The Death of Human Compassion in Wartime

Allied advances through Germany nearing the end of the war revealed a secret that Germany’s militants and citizens had been keeping since 1942.  Among the reclaimed land there were horrors that no one wished to see.  Specifically, these horrors were the “death camps” that were created for the purpose of “Germanizing” the captured land and systematically killing off the Jews as well as any resistance that arose.  However, the term “death camp” does no justice to the people that had to endure this insufferable place.  A slaughterhouse compared to these camps would have been seen as more humane.  These people were being starved mercilessly to death, gassed, burnt, tortured, enslaved, prostituted, and I am sure far more unimaginable things.  They were in effect being dehumanized and degraded by their captors.  How anyone could bare these circumstances is beyond me, but the real question remains, how could a person treat a fellow human being in such a way.

I feel as though my words are not enough.  To understand where I am coming from, you must first see Alfred Hitchcock’s documentary.  It is a powerful peace and as you will see it isn’t the narrator’s words that give this piece its power.  Its almost like the dead are speaking throughout, if nothing else to say, “look at me, look at what they have done to me.”

Had the Germans been so embedded with the seed of hate towards these people or did fear perhaps play an integral part of this atrocity?  These questions are beyond me to answer, but it is apparent that the soldiers working at these camps knew what they were doing was wrong because, in a last ditch effort, some of the smaller camps tried to eliminate the evidence of what they had done.  This meant the expedited murder of the camps prisoners.  Thousands died, painfully, as the troops advanced towards them.

Data provided
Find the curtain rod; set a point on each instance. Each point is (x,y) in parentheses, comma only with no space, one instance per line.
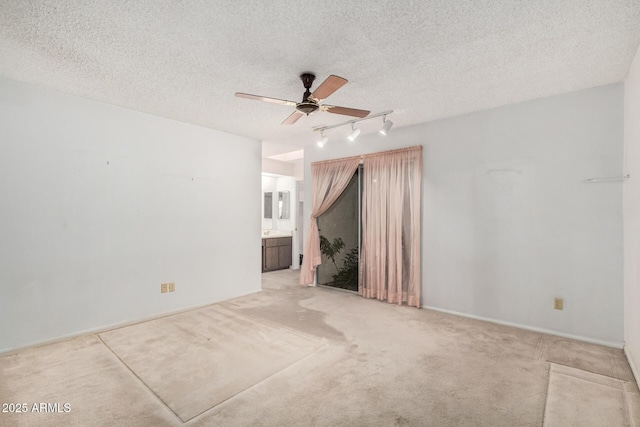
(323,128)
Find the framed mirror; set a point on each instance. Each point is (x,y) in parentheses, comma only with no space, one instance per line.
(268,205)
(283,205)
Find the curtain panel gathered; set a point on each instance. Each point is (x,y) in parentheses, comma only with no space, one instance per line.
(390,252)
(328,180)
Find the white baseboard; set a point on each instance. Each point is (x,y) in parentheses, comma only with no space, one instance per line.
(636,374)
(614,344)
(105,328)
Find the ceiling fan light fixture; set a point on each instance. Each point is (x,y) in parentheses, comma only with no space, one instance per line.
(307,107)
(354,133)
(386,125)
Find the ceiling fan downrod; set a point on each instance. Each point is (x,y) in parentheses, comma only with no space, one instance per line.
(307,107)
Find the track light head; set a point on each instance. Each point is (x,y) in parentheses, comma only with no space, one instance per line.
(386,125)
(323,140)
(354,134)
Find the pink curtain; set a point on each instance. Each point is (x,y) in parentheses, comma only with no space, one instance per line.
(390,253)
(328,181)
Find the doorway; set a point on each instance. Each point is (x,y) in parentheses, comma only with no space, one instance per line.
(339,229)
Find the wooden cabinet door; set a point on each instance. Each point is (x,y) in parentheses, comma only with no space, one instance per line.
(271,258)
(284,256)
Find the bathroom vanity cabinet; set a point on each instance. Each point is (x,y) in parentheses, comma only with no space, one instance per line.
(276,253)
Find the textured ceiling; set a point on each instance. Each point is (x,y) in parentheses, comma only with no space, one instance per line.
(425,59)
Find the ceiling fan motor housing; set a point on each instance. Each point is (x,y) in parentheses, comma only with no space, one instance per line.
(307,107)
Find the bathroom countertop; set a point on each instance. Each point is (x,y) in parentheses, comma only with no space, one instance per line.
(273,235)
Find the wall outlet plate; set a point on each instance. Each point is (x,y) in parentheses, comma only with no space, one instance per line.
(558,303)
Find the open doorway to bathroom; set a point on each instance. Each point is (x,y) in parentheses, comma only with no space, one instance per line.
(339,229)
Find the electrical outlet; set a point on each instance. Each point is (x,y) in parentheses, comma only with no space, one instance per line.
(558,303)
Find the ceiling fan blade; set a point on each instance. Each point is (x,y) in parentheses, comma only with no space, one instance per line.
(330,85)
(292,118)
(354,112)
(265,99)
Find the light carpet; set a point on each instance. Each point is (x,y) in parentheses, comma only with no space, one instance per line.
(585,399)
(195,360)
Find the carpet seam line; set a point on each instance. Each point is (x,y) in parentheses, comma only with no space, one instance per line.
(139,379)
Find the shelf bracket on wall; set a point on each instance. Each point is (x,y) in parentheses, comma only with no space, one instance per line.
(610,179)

---

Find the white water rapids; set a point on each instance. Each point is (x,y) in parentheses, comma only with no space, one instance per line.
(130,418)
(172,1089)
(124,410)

Task details
Write out the essay on wartime compassion again, starting with "Had the Germans" and going on through "advanced towards them.", and rename "soldiers" to "guards". These items come from a separate source.

Correct answer
Had the Germans been so embedded with the seed of hate towards these people or did fear perhaps play an integral part of this atrocity?  These questions are beyond me to answer, but it is apparent that the guards working at these camps knew what they were doing was wrong because, in a last ditch effort, some of the smaller camps tried to eliminate the evidence of what they had done.  This meant the expedited murder of the camps prisoners.  Thousands died, painfully, as the troops advanced towards them.